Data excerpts
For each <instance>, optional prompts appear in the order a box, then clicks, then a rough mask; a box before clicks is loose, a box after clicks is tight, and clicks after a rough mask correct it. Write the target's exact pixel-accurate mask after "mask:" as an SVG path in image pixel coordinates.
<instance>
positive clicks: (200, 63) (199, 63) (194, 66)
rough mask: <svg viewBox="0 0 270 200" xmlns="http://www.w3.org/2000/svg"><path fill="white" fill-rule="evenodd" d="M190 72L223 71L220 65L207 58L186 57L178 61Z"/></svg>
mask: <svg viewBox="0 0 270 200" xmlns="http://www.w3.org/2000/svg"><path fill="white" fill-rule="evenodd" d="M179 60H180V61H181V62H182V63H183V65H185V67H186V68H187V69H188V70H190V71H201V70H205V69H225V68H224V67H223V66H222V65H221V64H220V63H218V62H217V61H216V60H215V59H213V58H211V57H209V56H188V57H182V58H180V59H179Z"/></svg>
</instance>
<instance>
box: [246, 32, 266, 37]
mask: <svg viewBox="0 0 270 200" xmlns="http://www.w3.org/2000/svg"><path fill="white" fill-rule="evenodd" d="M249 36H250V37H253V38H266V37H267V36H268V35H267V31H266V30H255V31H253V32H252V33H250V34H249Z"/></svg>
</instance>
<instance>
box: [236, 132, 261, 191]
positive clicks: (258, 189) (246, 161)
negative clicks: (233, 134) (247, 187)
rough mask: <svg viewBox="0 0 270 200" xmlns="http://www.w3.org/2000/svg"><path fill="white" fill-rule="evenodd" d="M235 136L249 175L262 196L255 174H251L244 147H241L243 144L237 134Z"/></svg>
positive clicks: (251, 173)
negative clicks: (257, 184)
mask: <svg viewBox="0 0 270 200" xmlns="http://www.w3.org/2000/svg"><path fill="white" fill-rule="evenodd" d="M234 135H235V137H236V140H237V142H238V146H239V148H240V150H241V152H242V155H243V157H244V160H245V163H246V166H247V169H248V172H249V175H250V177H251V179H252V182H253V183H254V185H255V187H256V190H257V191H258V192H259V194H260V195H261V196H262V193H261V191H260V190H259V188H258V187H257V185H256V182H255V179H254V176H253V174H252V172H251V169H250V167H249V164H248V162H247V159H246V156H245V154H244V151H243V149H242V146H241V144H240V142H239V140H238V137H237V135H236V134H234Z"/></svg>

• [What to do]:
Give a word-for-word restatement of every record.

• [Written solution]:
For each <instance>, optional prompts appear in the order a box, then clicks, then a rough mask; a box before clicks is loose, a box after clicks is tight, and clicks after a rough mask correct it. Write the target's exact pixel-accurate mask after "mask:" as an SVG path in image pixel coordinates.
<instance>
positive clicks: (200, 63) (199, 63) (194, 66)
rough mask: <svg viewBox="0 0 270 200" xmlns="http://www.w3.org/2000/svg"><path fill="white" fill-rule="evenodd" d="M190 72L223 71L220 65L207 58L186 57L178 61Z"/></svg>
mask: <svg viewBox="0 0 270 200" xmlns="http://www.w3.org/2000/svg"><path fill="white" fill-rule="evenodd" d="M179 60H180V61H181V62H182V63H183V65H185V67H186V68H187V69H188V70H190V71H201V70H205V69H225V68H224V67H223V66H222V65H221V64H220V63H218V62H217V61H216V60H215V59H213V58H211V57H209V56H188V57H182V58H180V59H179Z"/></svg>
</instance>
<instance>
box: [246, 32, 266, 37]
mask: <svg viewBox="0 0 270 200" xmlns="http://www.w3.org/2000/svg"><path fill="white" fill-rule="evenodd" d="M249 36H250V37H253V38H266V37H267V36H268V35H267V31H266V30H255V31H253V32H252V33H250V34H249Z"/></svg>
</instance>
<instance>
box: [236, 132, 261, 191]
positive clicks: (258, 189) (246, 161)
negative clicks: (233, 134) (247, 187)
rough mask: <svg viewBox="0 0 270 200" xmlns="http://www.w3.org/2000/svg"><path fill="white" fill-rule="evenodd" d="M235 136L249 175L262 196L255 174H251L244 147H241L243 144L237 134Z"/></svg>
positive clicks: (251, 173)
negative clicks: (257, 184)
mask: <svg viewBox="0 0 270 200" xmlns="http://www.w3.org/2000/svg"><path fill="white" fill-rule="evenodd" d="M234 135H235V137H236V140H237V142H238V146H239V148H240V150H241V152H242V155H243V157H244V160H245V163H246V166H247V169H248V172H249V175H250V177H251V179H252V182H253V183H254V185H255V187H256V190H257V191H258V192H259V194H260V195H261V196H262V193H261V191H260V190H259V188H258V187H257V185H256V182H255V179H254V176H253V174H252V172H251V169H250V167H249V164H248V162H247V159H246V156H245V154H244V151H243V149H242V146H241V144H240V142H239V140H238V137H237V135H236V134H234Z"/></svg>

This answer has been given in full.